__Extracted text__:
Referring to FIGS. 1, 2 and 3, the preferred embodiment of the invention is an office paper recycling apparatus (1) for producing office machine quality paper within a unitary body from used office machine paper. Features of the present invention are its ability to provide recycling of used office machine quality paper in an apparatus (1) that produces office machine quality paper in a self-contained unitary body that is configured in a size approximating those of other commonly found office equipment, such as a copy machine.

The apparatus (1) comprises a paper-shredding portion (57) configured to cut a sheet of used paper into fragments and shred these fragments.

The apparatus (1) comprises a pulping portion (51) configured to transform shredded fragments from the paper-shredding portion into a paper slurry.

The apparatus (1) comprises a paper-forming portion (52) comprising a flow box (21) configured to adjustably flow and consolidate the paper slurry into a thin mat forming a paper web on a moving belt.

The apparatus comprises a paper-press portion (53) wherein water is removed from the paper web.

The apparatus (1) comprises a paper-drying portion (54) configured to dry the paper web.

Optionally, the apparatus (1) comprises a paper-sizing portion (55) configured to smooth the surface of the paper web after it leaves the paper-drying portion (54).

The apparatus (1) comprises a paper-finishing portion (56) that comprises an ultrasonic control device (62), illustrated in FIG. 3. The ultrasonic control device (62) comprises an ultrasonic wave transmitter (63) and a plurality of ultrasonic wave receivers (64), wherein the ultrasonic control device (62) is configured to output pattern measurements related to stiffness properties and fibers orientation along a plurality of directions on the paper web. The paper-finishing portion (56) further comprises a computer readable medium (66) for storing instructions which when executed cause a computer to perform the following steps: calculating the Tensile Stiffness Index and the Tensile Stiffness Orientation of the paper web from the output of the ultrasonic control device; and, adjusting the flow of paper slurry from the flow box (21) and the speed of the moving belt to control the degree of anisotropy of paper web.

The paper-finishing portion (56) further comprises at least one slitting knife (47) and transversal rotary blade (48) configured to cut the paper web to single sheet dimensions.

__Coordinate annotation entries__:

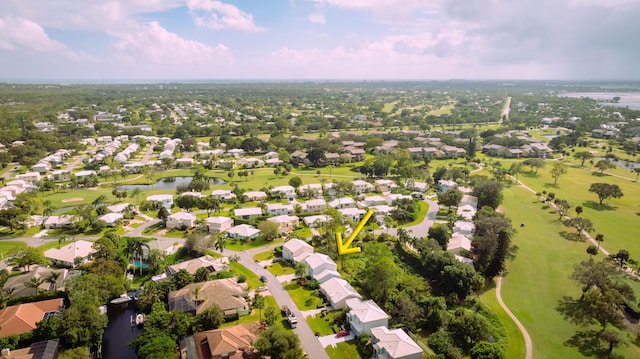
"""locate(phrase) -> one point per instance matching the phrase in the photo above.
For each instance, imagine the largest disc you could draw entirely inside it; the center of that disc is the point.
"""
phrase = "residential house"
(41, 274)
(363, 186)
(181, 220)
(393, 344)
(110, 218)
(247, 212)
(286, 223)
(286, 192)
(67, 256)
(276, 209)
(316, 221)
(243, 232)
(314, 205)
(365, 315)
(162, 200)
(256, 195)
(218, 224)
(223, 195)
(227, 294)
(318, 262)
(344, 202)
(23, 318)
(337, 291)
(226, 343)
(295, 250)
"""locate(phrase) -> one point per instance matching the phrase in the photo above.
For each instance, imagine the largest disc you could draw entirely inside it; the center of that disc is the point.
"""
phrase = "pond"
(119, 332)
(166, 184)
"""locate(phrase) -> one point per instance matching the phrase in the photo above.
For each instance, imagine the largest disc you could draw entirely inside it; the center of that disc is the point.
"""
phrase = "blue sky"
(319, 39)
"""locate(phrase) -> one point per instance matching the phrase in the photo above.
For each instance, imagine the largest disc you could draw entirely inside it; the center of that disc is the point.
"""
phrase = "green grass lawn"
(252, 279)
(539, 276)
(280, 269)
(515, 340)
(263, 256)
(7, 246)
(236, 245)
(344, 350)
(305, 299)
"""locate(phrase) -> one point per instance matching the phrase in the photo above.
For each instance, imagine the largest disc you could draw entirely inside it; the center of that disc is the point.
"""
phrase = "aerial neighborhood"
(212, 219)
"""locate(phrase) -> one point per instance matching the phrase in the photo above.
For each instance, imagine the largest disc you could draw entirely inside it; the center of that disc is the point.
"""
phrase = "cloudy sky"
(319, 39)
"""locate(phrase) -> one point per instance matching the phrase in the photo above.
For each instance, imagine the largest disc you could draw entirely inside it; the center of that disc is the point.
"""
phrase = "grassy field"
(539, 276)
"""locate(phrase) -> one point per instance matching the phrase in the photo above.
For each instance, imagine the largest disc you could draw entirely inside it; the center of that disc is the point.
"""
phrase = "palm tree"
(52, 278)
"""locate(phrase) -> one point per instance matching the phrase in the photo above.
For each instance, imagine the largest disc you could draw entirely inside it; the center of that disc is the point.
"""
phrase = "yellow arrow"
(343, 248)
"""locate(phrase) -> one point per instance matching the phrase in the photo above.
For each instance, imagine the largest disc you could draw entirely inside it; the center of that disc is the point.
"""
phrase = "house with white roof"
(247, 212)
(343, 202)
(314, 205)
(163, 200)
(318, 262)
(363, 186)
(353, 214)
(337, 291)
(365, 315)
(316, 221)
(276, 209)
(243, 232)
(110, 218)
(256, 195)
(286, 223)
(223, 195)
(295, 250)
(287, 192)
(181, 220)
(393, 344)
(459, 244)
(218, 224)
(66, 255)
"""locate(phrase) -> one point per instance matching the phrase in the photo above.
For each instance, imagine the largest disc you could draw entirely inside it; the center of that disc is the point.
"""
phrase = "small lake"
(627, 99)
(163, 184)
(119, 332)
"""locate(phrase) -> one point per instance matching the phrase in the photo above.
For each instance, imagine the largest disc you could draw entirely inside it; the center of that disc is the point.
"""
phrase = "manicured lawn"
(344, 350)
(515, 340)
(305, 299)
(263, 256)
(539, 277)
(252, 279)
(236, 245)
(7, 246)
(280, 269)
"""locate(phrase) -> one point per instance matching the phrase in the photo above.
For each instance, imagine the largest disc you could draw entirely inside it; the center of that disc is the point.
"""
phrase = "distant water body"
(627, 99)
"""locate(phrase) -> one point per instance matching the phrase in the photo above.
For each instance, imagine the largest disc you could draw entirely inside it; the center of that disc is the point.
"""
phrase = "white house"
(363, 186)
(316, 221)
(286, 223)
(218, 224)
(110, 218)
(276, 209)
(256, 195)
(365, 315)
(287, 192)
(247, 212)
(66, 256)
(295, 250)
(243, 232)
(318, 262)
(181, 220)
(164, 200)
(337, 291)
(393, 344)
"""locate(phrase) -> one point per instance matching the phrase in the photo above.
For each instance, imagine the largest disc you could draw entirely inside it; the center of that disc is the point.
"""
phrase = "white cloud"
(317, 18)
(22, 34)
(153, 44)
(219, 16)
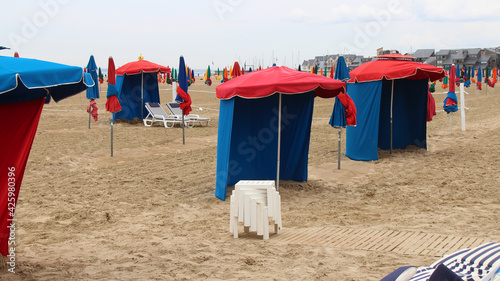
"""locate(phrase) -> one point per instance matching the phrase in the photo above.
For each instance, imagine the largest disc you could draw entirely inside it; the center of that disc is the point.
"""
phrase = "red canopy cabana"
(139, 66)
(395, 66)
(374, 91)
(250, 110)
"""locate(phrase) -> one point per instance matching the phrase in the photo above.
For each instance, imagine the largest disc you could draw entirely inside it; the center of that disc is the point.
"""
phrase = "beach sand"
(149, 212)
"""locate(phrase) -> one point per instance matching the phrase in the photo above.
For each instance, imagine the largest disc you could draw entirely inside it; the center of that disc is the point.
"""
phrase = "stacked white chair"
(254, 203)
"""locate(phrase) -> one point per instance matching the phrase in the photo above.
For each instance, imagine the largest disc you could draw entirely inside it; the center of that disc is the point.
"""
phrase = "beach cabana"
(390, 94)
(265, 124)
(137, 83)
(24, 86)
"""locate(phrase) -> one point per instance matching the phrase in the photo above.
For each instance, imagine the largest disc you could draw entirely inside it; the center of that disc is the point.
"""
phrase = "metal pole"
(111, 122)
(142, 94)
(340, 136)
(183, 138)
(451, 122)
(279, 145)
(173, 91)
(392, 103)
(462, 105)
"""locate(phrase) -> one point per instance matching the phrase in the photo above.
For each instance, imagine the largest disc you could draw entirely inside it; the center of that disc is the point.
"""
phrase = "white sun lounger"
(157, 114)
(176, 112)
(254, 203)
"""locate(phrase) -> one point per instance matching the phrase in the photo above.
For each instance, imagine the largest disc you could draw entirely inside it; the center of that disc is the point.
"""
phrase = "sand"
(149, 212)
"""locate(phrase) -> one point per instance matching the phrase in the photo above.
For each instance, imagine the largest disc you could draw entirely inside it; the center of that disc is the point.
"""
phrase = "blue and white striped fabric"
(469, 264)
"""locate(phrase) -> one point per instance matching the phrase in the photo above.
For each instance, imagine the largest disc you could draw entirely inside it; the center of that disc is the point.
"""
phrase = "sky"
(252, 32)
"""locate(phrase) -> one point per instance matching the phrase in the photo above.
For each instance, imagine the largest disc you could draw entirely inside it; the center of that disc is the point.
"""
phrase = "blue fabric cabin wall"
(129, 94)
(248, 139)
(225, 129)
(362, 140)
(409, 114)
(373, 101)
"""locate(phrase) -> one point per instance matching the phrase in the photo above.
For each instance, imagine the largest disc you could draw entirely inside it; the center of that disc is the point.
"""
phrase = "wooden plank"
(345, 235)
(297, 235)
(369, 239)
(410, 243)
(354, 238)
(382, 239)
(333, 236)
(350, 243)
(431, 248)
(397, 240)
(426, 242)
(316, 235)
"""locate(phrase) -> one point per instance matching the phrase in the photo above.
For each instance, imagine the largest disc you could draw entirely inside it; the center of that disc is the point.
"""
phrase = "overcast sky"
(250, 31)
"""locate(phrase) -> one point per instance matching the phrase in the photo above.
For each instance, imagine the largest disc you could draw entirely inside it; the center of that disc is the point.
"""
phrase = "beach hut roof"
(423, 53)
(266, 82)
(389, 69)
(139, 66)
(443, 52)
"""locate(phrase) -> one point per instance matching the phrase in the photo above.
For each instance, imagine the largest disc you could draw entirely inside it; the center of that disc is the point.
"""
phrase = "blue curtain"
(247, 144)
(409, 114)
(129, 94)
(225, 127)
(362, 140)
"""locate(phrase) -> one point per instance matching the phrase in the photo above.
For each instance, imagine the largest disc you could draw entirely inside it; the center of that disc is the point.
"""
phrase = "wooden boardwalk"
(402, 242)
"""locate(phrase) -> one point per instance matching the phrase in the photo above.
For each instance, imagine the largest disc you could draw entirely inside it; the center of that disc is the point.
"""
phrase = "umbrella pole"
(392, 103)
(340, 136)
(451, 122)
(462, 105)
(111, 123)
(142, 94)
(279, 146)
(173, 91)
(183, 137)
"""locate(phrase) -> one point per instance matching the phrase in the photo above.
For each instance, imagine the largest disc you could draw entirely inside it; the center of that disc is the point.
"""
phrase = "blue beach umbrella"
(479, 78)
(182, 79)
(338, 119)
(24, 85)
(183, 85)
(93, 92)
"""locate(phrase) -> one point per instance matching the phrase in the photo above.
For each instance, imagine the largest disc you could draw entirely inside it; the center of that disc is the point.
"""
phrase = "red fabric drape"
(431, 106)
(17, 137)
(186, 105)
(350, 109)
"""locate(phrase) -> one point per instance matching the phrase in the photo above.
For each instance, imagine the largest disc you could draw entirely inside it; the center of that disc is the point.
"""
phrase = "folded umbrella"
(112, 103)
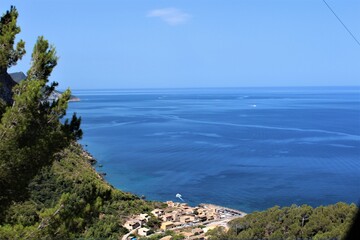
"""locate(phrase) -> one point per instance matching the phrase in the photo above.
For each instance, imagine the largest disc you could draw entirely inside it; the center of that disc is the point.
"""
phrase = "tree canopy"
(31, 133)
(10, 54)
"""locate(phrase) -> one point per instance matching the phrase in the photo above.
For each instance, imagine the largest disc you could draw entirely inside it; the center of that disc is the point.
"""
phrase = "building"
(143, 218)
(167, 217)
(143, 232)
(166, 238)
(157, 212)
(187, 218)
(131, 225)
(166, 225)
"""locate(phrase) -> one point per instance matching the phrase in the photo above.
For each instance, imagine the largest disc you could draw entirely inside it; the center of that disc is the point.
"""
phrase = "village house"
(170, 204)
(167, 217)
(131, 225)
(143, 232)
(187, 218)
(143, 218)
(197, 231)
(166, 225)
(166, 238)
(157, 212)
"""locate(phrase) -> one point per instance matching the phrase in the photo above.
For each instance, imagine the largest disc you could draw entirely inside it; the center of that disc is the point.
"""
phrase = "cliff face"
(6, 85)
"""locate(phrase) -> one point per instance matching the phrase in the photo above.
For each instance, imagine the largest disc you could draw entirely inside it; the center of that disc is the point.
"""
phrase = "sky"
(121, 44)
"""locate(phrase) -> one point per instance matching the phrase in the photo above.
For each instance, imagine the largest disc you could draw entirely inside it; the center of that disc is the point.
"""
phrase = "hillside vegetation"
(49, 189)
(294, 222)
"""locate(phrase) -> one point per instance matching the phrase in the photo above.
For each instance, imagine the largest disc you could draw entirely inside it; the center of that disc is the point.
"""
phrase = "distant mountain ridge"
(9, 80)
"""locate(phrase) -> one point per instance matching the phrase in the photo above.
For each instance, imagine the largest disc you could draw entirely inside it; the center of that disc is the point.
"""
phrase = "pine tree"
(31, 133)
(8, 31)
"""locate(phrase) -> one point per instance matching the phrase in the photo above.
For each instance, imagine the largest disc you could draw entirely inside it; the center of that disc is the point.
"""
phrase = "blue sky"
(194, 43)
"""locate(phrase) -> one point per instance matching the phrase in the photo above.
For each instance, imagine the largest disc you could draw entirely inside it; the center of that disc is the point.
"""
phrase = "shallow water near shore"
(245, 148)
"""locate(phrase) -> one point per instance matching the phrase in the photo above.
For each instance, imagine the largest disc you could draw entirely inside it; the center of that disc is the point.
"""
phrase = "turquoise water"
(246, 148)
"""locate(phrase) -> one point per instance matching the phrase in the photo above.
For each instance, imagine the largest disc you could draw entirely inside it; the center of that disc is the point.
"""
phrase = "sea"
(243, 148)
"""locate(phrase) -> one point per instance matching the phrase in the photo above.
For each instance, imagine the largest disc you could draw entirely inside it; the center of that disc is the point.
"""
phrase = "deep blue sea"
(245, 148)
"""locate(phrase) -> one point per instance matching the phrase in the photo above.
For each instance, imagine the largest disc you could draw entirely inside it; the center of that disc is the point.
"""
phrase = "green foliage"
(295, 222)
(30, 131)
(8, 31)
(70, 200)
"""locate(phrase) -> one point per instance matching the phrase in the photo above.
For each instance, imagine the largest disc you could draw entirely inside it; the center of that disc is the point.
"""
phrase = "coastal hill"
(49, 188)
(8, 81)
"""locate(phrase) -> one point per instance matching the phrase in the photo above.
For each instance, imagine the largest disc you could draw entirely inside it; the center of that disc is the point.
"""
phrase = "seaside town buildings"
(182, 219)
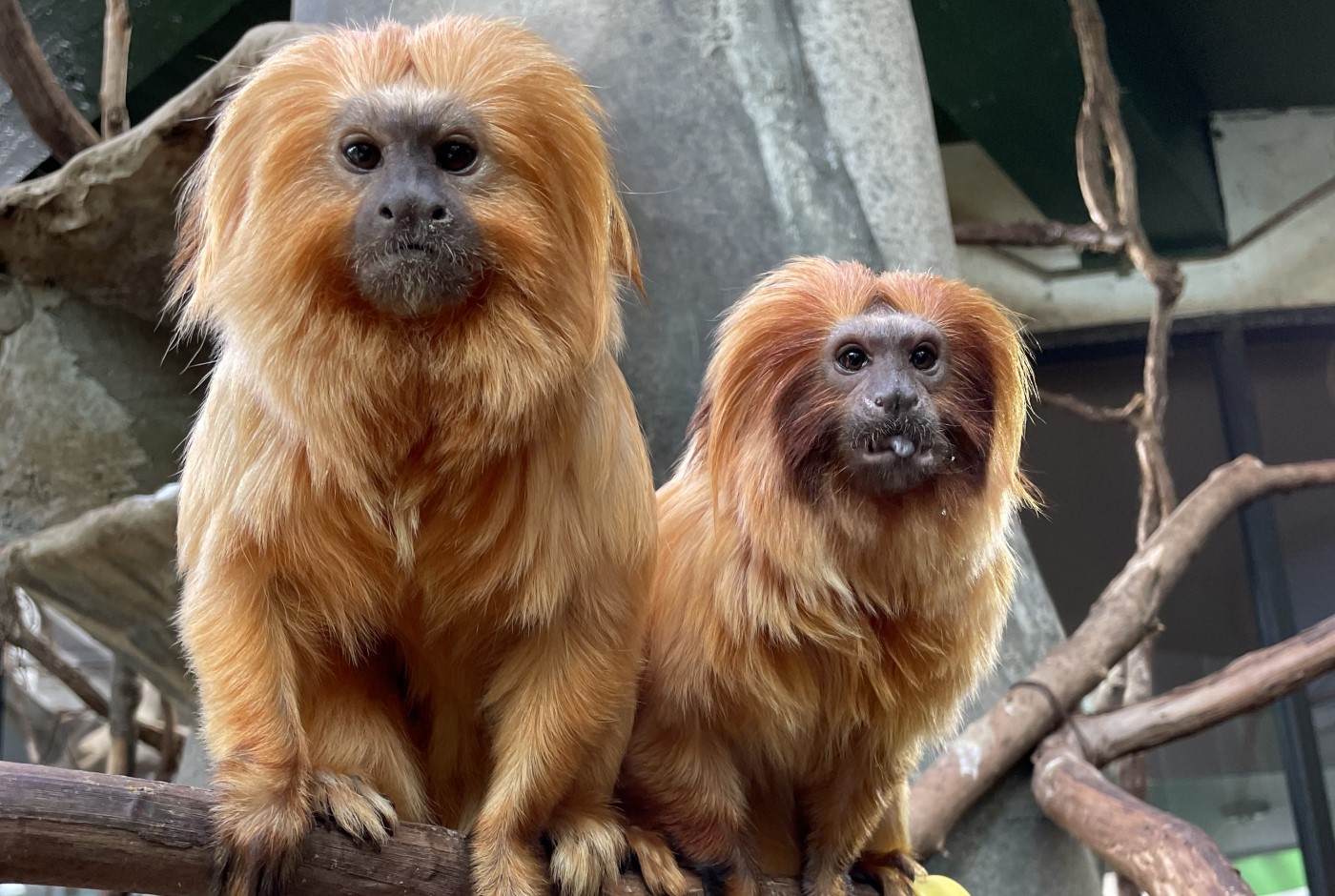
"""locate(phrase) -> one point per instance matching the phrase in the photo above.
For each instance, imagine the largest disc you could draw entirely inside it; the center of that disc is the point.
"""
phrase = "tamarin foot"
(891, 872)
(587, 853)
(354, 806)
(657, 863)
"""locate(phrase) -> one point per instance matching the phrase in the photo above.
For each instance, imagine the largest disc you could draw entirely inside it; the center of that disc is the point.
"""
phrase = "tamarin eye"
(923, 356)
(852, 358)
(456, 156)
(362, 155)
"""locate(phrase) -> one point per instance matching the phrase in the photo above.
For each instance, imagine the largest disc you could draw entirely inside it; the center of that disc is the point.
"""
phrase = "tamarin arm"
(244, 665)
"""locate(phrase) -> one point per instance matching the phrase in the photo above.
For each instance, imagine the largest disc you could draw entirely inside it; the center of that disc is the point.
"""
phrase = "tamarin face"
(858, 383)
(409, 173)
(888, 369)
(414, 245)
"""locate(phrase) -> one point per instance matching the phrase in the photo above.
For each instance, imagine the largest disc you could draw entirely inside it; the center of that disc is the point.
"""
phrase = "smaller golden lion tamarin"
(417, 522)
(833, 576)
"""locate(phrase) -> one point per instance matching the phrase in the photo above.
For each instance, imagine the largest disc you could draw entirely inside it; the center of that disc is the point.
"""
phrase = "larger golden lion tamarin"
(833, 575)
(417, 512)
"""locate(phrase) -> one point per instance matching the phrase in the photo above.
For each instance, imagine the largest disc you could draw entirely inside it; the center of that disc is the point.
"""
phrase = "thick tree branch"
(50, 112)
(1254, 680)
(1158, 852)
(66, 828)
(1040, 234)
(1152, 851)
(1121, 616)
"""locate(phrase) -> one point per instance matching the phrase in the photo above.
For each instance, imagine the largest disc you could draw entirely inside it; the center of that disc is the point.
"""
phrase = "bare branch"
(1121, 616)
(46, 655)
(66, 828)
(50, 112)
(1158, 852)
(115, 69)
(1040, 234)
(1254, 680)
(170, 753)
(1092, 413)
(126, 693)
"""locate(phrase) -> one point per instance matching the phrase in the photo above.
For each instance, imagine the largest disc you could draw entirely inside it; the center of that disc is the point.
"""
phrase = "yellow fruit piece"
(937, 886)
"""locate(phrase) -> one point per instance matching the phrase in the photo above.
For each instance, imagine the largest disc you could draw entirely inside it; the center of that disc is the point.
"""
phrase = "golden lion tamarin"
(417, 521)
(833, 576)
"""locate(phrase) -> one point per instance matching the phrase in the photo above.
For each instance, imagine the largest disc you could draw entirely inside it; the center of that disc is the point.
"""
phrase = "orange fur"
(416, 550)
(807, 640)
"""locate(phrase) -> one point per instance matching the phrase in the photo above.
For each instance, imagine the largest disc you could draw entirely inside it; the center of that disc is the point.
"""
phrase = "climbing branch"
(64, 828)
(1158, 852)
(50, 112)
(1040, 234)
(1121, 616)
(115, 69)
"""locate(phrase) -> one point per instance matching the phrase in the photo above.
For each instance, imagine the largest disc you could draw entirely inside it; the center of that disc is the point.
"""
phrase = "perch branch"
(1158, 852)
(1250, 682)
(66, 828)
(1152, 851)
(50, 112)
(1121, 616)
(115, 69)
(1040, 234)
(46, 655)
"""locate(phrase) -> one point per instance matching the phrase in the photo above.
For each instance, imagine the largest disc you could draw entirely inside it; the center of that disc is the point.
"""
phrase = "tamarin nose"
(896, 400)
(410, 207)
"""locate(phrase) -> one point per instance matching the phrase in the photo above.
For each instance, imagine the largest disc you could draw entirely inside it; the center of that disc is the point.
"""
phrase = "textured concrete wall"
(748, 131)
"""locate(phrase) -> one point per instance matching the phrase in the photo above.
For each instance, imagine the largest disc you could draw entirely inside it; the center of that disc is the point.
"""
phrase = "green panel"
(173, 43)
(1008, 75)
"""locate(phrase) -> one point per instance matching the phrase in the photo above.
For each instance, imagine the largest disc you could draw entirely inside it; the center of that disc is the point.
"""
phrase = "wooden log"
(63, 828)
(1163, 853)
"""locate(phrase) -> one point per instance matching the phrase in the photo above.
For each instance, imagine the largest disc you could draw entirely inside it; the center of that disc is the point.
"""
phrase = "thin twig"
(1092, 413)
(115, 69)
(1121, 616)
(50, 112)
(169, 762)
(1040, 234)
(46, 655)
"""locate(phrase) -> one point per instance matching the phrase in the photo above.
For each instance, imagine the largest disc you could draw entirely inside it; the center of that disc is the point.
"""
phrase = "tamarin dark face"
(888, 369)
(414, 162)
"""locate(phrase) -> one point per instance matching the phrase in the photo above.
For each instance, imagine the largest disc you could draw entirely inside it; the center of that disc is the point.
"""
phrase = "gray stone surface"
(748, 131)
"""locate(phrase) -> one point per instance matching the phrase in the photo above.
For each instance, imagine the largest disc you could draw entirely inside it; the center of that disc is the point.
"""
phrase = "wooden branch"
(113, 572)
(170, 755)
(46, 655)
(1254, 680)
(115, 69)
(1159, 852)
(1154, 851)
(39, 95)
(1092, 413)
(1040, 234)
(126, 693)
(63, 828)
(1121, 616)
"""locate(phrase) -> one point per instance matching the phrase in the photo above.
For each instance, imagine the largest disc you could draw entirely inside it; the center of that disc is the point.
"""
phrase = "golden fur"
(805, 639)
(416, 550)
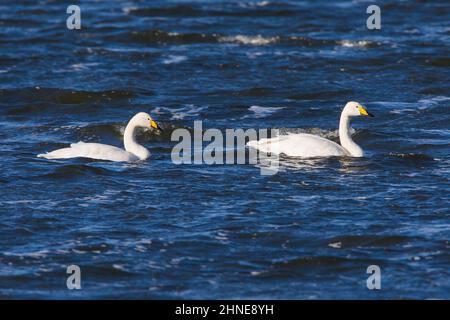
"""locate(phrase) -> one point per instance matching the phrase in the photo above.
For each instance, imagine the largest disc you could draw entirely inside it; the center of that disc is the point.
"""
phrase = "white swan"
(310, 146)
(133, 151)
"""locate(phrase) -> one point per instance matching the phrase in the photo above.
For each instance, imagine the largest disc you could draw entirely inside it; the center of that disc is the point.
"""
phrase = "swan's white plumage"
(311, 146)
(91, 150)
(133, 151)
(299, 145)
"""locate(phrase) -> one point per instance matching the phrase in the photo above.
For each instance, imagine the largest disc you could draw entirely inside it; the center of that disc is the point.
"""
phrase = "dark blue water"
(154, 229)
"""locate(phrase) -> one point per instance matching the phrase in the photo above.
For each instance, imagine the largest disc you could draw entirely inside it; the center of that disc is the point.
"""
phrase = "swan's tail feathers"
(77, 144)
(64, 153)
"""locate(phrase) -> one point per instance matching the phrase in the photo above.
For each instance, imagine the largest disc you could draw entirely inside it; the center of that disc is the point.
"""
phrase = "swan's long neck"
(130, 144)
(346, 140)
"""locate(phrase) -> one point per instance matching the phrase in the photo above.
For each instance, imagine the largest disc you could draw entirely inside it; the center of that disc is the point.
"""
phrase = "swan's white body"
(310, 146)
(133, 151)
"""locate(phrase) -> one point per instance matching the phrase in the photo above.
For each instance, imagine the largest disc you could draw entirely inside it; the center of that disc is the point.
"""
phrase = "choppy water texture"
(156, 230)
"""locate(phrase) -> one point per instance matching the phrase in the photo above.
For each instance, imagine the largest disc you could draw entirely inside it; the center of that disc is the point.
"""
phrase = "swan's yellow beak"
(154, 125)
(364, 112)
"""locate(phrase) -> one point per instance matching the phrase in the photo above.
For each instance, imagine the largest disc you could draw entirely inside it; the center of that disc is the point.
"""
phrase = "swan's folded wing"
(299, 145)
(91, 150)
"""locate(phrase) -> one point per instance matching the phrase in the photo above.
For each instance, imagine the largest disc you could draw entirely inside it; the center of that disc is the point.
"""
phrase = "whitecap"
(251, 40)
(174, 59)
(354, 44)
(262, 112)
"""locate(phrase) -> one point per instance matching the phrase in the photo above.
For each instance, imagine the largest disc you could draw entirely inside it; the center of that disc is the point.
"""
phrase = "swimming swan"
(133, 151)
(310, 146)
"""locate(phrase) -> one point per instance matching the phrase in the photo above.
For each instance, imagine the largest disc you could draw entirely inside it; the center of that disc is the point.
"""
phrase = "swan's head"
(143, 119)
(354, 109)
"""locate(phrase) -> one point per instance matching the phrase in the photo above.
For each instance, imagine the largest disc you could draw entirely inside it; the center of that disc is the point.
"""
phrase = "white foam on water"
(172, 59)
(354, 44)
(251, 40)
(262, 112)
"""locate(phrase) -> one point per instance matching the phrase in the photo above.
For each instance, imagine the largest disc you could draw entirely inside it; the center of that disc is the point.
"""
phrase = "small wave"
(262, 112)
(180, 113)
(251, 40)
(355, 44)
(174, 59)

__Problem requirements__: From the description of the office paper recycling apparatus, return the stretch from "The apparatus (1) comprises a paper-forming" through "paper-drying portion (54).", copied word for word.

__Correct response__:
The apparatus (1) comprises a paper-forming portion (52) comprising a flow box (21) configured to adjustably flow and consolidate the paper slurry into a thin mat forming a paper web on a moving belt.

The apparatus comprises a paper-press portion (53) wherein water is removed from the paper web.

The apparatus (1) comprises a paper-drying portion (54) configured to dry the paper web.

Optionally, the apparatus (1) comprises a paper-sizing portion (55) configured to smooth the surface of the paper web after it leaves the paper-drying portion (54).